**Exercise tasks**
1: According to the Pinkstinks forum thread, what upcoming event is the UK running up to?
2: Resume the Pinkstinks forum thread, starting right after its final sentence.

**Quoted text**

┄┄┄┄┄┄┄┄┄┄┄┄┄┄┄┄┄┄┄┄

Title: Re: Pinkstinks
Post by: Fenrir on April 14, 2010, 08:37:36 AM
Wow, Jenny, that's quite some ancestry!  :o Wish mine was that interesting!
Regarding Pinkstinks, it puzzles me that while tomboyism is pretty widely accepted in young girls, still in every clothes shop there is the Pink Section where all the girls' clothes are. And, lo and behold, there is not a single item of clothing there that is not pink. What are the marketing people trying to do? Do they think that girls will not want clothes that are (le gasp) a different colour!? I dunno, I just assumed that seeing as tomboyism is fairly common and accepted, shops would cater for that. Apparently not. So it's wonderful that an organised group like Pinkstinks are actually campaigning to do something about it! Even if their t-shirts are naff (no child should be given a t-shirt proclaiming 'future role model'! What pressure!).  :)
But in general, though their clothes come in a range of colours (except pink), I do think that at this point in history boys are more limited in how they can act than girls. A girl can act like a total boy and no-one will bat an eyelid, but if a boy so much as wears a skirt, there's OBVIOUSLY something wrong with him. Unfortunately, that's just the way society is at the moment. I do believe its getting better (for example, a boy in a pink shirt now does not cause that much of an uproar) but still, that will be the real battle because it is more deep-rooted. In the case of girls, opinions have already been changed and it just remains for the market to follow suit, but for boys...
And yes, for true freedom from gender stereotypical constraints, I think it is unwise to fight for the liberation of one without the other. Unfortunately, we will probably have to wait a few years before that becomes possible.
Title: Re: Pinkstinks
Post by: Rock_chick on April 14, 2010, 02:19:42 PM
I saw a slightly more advanced version of this on the TV this afternoon. For those of you who don't live in the uk, we're running up to a general election...possibly the most hotly contested in decades, so it's all over the news. cue this advert...a vague montage of symbols connected with the election, which then cuts to a picture of the cover of heat magazine (trashy gossip thing, not worth lining your pet hamsters cage with let alone reading) and a voice over that uttered the words "Forget all the boring stuff...posh and becks exclusive, only in this weeks heat"

┄┄┄┄┄┄┄┄┄┄┄┄┄┄┄┄┄┄┄┄

**Dataset items**
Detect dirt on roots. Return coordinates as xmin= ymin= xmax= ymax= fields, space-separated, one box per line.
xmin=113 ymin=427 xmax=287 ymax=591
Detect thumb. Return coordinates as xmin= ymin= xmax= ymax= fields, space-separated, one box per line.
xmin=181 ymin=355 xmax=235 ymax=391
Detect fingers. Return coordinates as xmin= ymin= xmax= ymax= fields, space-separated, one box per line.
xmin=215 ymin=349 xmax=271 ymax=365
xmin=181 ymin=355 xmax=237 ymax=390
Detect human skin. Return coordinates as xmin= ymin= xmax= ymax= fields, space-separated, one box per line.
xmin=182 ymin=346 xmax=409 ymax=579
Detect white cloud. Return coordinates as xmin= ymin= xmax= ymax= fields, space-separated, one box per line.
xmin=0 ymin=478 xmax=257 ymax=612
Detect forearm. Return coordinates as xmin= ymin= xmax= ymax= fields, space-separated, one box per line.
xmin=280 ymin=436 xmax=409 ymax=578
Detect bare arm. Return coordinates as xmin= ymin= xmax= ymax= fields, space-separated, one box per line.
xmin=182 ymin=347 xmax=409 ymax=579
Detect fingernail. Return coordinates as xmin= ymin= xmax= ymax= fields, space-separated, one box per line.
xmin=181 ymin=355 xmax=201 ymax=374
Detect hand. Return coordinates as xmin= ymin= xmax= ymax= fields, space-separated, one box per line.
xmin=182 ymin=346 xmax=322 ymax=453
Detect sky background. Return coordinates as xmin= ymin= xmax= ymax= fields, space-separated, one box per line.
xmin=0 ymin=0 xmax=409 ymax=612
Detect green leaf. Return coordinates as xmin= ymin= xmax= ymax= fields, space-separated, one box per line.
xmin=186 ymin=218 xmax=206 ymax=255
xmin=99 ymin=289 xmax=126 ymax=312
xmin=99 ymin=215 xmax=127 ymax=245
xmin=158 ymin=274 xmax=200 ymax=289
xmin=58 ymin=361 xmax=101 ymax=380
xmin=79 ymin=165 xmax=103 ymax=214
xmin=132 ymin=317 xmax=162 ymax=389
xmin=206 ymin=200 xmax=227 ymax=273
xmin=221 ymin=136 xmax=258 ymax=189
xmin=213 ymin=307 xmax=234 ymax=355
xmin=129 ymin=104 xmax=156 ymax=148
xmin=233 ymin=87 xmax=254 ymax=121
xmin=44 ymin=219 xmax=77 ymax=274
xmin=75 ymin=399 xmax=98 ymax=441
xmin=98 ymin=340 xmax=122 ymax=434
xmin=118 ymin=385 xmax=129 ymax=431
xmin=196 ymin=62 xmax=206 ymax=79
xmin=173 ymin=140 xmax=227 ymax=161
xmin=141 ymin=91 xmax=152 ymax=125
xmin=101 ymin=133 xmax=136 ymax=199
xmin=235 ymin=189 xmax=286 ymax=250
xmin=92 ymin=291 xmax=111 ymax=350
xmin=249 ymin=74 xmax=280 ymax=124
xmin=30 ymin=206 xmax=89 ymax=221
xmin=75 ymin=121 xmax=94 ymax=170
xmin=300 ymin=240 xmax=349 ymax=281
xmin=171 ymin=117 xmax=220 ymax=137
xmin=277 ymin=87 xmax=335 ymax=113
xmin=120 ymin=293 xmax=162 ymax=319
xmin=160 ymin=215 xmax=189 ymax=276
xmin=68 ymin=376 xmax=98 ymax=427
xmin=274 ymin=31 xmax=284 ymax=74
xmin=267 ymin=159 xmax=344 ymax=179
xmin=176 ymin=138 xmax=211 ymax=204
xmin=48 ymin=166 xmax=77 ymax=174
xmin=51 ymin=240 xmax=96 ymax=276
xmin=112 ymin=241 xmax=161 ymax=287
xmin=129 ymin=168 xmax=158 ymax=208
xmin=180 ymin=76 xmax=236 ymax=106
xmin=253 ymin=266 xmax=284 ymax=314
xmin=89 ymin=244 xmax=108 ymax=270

┄┄┄┄┄┄┄┄┄┄┄┄┄┄┄┄┄┄┄┄

**Written responses**
1: A general election, possibly the most hotly contested in decades.

2:
AAAAAAAAAAAAAAAAAAARRRRRRRRRRRRRRRRRRRRRRRRRRRRGGGH!!!!!
Title: Re: Pinkstinks
Post by: Zack on April 14, 2010, 02:48:50 PM
That's awesome, definitely going to check those sites out.
Title: Re: Pinkstinks
Post by: kyril on April 14, 2010, 03:26:57 PM
Jenny, I think I may be your mirror image :) One of the things I've noticed since I began coming out is that I'm becoming increasingly comfortable with "feminine" things, at least around people who see me as male. I actually even kind of like (certain shades of light) pink. My five-year-old self is screaming at me for saying that, but he knows it's true.

And I hear you about having awesome women in the family. Both my grandmothers (actually all four of my grandparents) served in the Canadian military in WWII. And my mother's a mathematician who graduated from MIT in 1972. My female cousins are all in male-dominated careers where they excel.

Our men were always pretty gender-conforming though - they're the very straight, white, conservative-looking, hockey-playing, Scots-Canadian blue-collar men. But they befriend mostly gay men, marry military women, and raise daughters to be pilots and military officers and mathematicians and scientists.

Where do I fit in? I'm not sure - I got the "girl" treatment (that is, I was expected to be brilliant and talented and eccentric) but identified with the "boy" personality much more (that is, I'm not terribly eccentric, I'm really pretty boring, and while I might be good at some stuff I prefer not to make it terribly obvious).
Title: Re: Pinkstinks
Post by: rejennyrated on April 14, 2010, 04:57:48 PM
Quote from: kyril on April 14, 2010, 03:26:57 PM
Jenny, I think I may be your mirror image :) One of the things I've noticed since I began coming out is that I'm becoming increasingly comfortable with "feminine" things, at least around people who see me as male. I actually even kind of like (certain shades of light) pink. My five-year-old self is screaming at me for saying that, but he knows it's true.

And I hear you about having awesome women in the family. Both my grandmothers (actually all four of my grandparents) served in the Canadian military in WWII. And my mother's a mathematician who graduated from MIT in 1972. My female cousins are all in male-dominated careers where they excel.

Our men were always pretty gender-conforming though - they're the very straight, white, conservative-looking, hockey-playing, Scots-Canadian blue-collar men. But they befriend mostly gay men, marry military women, and raise daughters to be pilots and military officers and mathematicians and scientists.

Where do I fit in? I'm not sure - I got the "girl" treatment (that is, I was expected to be brilliant and talented and eccentric) but identified with the "boy" personality much more (that is, I'm not terribly eccentric, I'm really pretty boring, and while I might be good at some stuff I prefer not to make it terribly obvious).
Yeah funnily enough Kyril I was thinking pretty much the same when I was "replying" to your post in the Male Privileges lost thread.

You realise that post of yours has a lot to answer for don't you? It was while I was replying that it struck home to me to just how great an extent I was somehow managing to enjoy the best of both worlds. Since my SRS 26 years ago I seem to have managed to enjoy all the male privileges that I would ever have cared about - and the few that I have been denied are ones that I never wanted anyway! So in a very real way you've made an androgyne of me!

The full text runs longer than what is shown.